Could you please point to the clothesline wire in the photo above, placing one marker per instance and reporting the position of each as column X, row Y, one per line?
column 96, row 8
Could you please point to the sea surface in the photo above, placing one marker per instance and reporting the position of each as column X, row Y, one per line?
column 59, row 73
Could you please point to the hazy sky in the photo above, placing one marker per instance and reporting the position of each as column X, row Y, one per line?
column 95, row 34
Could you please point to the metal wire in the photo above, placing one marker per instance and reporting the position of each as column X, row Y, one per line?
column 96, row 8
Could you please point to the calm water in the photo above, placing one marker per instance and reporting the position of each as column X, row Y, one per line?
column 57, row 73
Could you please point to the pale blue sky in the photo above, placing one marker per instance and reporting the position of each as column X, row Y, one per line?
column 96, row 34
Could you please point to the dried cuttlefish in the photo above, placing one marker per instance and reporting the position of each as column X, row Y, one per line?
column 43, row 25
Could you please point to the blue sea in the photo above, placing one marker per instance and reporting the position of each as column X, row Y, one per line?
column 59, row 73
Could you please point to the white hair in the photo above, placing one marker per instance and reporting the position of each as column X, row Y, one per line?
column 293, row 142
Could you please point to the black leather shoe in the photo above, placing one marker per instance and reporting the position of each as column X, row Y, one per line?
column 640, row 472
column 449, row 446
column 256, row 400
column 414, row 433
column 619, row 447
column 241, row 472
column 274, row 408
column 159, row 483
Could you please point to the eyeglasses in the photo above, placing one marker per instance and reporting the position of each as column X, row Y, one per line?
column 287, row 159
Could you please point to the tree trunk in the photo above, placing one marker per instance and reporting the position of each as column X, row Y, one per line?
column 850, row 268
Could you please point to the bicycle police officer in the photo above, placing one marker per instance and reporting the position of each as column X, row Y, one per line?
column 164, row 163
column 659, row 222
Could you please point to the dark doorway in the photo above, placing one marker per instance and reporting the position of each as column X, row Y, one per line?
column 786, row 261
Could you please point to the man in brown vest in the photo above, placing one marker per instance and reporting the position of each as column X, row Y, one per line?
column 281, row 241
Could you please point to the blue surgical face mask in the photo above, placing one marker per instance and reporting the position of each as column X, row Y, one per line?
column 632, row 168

EXERCISE PROMPT –
Return the records above unchanged, starting with the line that contains "Could you please point to the dried" and ending with the line that contains "column 43, row 25", including both of those lines.

THE ANSWER –
Could you please point to the dried cuttlefish in the photo above, placing one marker per instance and reporting the position of each as column X, row Y, one per line?
column 43, row 25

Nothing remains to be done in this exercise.